=== GIVEN PROBLEM ===
Print the line containing "Reviewer note: check that every instance of the damaged facade" and each line after it through the end, please, with nothing added.

=== INFORMATION SHOWN ===
## Begin

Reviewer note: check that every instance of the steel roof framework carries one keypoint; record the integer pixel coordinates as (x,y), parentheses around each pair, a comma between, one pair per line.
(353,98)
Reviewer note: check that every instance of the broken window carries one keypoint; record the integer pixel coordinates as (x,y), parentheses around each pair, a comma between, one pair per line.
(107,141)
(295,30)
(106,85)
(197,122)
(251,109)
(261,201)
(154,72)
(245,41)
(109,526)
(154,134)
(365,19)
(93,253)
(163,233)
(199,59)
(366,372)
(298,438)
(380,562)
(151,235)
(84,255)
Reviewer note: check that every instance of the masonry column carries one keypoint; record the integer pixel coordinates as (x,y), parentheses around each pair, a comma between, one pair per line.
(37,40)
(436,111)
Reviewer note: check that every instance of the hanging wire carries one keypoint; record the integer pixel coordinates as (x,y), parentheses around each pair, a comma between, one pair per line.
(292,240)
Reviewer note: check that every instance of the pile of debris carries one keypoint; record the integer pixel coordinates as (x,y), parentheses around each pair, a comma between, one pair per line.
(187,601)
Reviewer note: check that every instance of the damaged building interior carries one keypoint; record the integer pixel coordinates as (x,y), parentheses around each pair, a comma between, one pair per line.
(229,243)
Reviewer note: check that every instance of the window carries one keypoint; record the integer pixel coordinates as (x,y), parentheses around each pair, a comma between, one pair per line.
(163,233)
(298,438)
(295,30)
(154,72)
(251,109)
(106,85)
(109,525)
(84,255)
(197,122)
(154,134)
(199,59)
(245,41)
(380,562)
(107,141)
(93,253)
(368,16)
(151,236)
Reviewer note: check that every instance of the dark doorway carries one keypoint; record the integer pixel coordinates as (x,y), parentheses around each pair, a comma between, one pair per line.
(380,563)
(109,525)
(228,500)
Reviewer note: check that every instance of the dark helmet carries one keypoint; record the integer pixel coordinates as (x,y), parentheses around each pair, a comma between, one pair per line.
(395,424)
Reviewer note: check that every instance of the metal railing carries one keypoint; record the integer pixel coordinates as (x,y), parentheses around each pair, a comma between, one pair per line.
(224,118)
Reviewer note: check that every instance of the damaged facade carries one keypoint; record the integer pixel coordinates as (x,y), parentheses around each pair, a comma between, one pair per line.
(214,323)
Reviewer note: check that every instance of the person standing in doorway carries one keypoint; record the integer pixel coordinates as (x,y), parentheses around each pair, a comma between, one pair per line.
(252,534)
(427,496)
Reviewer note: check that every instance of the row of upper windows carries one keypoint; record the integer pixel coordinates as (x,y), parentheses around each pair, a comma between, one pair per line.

## End

=== RESPONSE BELOW ===
Reviewer note: check that every instance of the damaged facade carries one keypoint; record the integer pixel coordinates as (x,y), parentheses around each pair, a comma between, one pair per line.
(214,323)
Reviewer note: check that every instance of the person standing in doorway carries one keypoint; record the integer pixel coordinates as (x,y), parentheses around each pair, a comma between, one pair per line.
(252,534)
(427,496)
Reviewer note: check that every instance of the row of upper windows carries one keypoint; record the integer pixel coordinates as (x,y), parentheses around each pair, a comma between, one pair per line.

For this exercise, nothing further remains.